(INPUT FOR THIS TASK):
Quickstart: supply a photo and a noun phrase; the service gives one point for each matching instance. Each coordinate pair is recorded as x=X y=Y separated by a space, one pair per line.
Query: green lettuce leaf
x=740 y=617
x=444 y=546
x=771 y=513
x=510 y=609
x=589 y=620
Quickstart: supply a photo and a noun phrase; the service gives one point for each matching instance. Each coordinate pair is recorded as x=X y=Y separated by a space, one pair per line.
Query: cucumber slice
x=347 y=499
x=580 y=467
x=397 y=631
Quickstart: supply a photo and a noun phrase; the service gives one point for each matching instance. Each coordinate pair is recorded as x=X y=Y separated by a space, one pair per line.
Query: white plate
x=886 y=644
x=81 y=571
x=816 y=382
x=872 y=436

(WRITTEN PROBLEM): Copy every line of the rows above character for character, leaving nothing out and changing nothing.

(TASK RESPONSE):
Quickstart: supply a photo and a noun phrase; the service gives one point for each matching instance. Each coordinate pair is recorded as x=X y=Y separated by a space, one pair per line.
Query: green lettuce leaf
x=740 y=617
x=444 y=546
x=771 y=513
x=510 y=609
x=589 y=620
Quickstart: supply a photo and a noun phrase; the service gives one point for each matching instance. Each coordinate pair is recorded as x=X y=Y separated by a space, one pair per line.
Query: cucumber slice
x=347 y=499
x=580 y=467
x=397 y=631
Quickstart: supply a photo and a noun phrase; the service gives one point for each matching instance. Each coordinate pair is recorded as x=X y=Y separated by a space, one pair per line.
Query: white plate
x=886 y=644
x=81 y=571
x=816 y=382
x=872 y=436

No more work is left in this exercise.